* **WHAT THE EXERCISE ASKS**: Pull every "ripples" line out of the data below.

┌────────

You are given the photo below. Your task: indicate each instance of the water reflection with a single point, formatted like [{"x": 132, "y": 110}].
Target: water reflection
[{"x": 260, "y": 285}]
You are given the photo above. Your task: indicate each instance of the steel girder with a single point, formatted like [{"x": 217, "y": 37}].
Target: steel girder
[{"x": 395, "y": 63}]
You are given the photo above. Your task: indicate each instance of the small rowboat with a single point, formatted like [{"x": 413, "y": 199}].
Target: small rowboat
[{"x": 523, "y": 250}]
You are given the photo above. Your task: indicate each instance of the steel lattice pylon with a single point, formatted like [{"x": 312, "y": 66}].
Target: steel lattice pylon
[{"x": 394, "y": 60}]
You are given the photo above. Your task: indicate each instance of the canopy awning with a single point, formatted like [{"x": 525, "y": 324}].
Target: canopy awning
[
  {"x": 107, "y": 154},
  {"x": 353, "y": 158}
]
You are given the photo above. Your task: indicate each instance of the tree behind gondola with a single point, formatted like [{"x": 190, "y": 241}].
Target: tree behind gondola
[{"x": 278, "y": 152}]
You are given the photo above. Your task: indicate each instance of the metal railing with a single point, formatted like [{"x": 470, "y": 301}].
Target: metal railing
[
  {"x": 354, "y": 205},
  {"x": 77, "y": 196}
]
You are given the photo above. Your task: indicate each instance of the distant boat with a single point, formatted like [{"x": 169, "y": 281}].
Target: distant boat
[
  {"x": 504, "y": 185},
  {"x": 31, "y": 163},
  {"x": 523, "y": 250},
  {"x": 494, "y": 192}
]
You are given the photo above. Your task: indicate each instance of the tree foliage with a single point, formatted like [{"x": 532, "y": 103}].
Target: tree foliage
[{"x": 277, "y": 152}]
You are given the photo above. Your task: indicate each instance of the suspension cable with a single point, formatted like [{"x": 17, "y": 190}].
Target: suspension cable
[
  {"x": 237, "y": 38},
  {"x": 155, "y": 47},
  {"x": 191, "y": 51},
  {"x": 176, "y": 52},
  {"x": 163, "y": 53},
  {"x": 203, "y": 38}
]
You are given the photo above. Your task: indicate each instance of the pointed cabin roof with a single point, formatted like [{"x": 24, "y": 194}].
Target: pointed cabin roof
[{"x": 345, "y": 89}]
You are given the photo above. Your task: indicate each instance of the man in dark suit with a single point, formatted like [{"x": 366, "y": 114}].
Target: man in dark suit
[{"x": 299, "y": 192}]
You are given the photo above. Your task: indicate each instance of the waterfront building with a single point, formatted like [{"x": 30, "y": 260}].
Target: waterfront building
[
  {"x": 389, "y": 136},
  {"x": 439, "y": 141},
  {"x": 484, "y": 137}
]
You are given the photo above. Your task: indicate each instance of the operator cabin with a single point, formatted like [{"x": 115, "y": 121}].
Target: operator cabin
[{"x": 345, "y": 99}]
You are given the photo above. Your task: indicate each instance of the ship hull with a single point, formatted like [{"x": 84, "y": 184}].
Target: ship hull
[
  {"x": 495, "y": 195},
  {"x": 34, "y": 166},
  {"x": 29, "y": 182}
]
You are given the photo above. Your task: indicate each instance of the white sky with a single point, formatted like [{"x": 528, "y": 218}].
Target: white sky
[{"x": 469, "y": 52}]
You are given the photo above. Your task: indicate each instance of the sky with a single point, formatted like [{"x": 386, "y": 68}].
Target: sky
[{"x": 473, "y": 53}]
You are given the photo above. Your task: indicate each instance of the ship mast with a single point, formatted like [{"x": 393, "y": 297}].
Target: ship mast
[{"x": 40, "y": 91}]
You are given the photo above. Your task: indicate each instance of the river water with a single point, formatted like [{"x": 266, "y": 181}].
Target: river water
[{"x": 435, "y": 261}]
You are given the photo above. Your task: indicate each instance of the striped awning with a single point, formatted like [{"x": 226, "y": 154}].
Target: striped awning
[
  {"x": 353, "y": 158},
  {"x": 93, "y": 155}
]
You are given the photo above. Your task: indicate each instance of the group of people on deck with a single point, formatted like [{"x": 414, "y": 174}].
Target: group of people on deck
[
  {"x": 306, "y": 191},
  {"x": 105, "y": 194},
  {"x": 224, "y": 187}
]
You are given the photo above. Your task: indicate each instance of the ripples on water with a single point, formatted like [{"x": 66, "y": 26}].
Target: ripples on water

└────────

* **EXERCISE RESULT**:
You are given the photo above. Your task: indicate each instance of the ripples on water with a single point, formatted like [{"x": 66, "y": 26}].
Target: ripples on water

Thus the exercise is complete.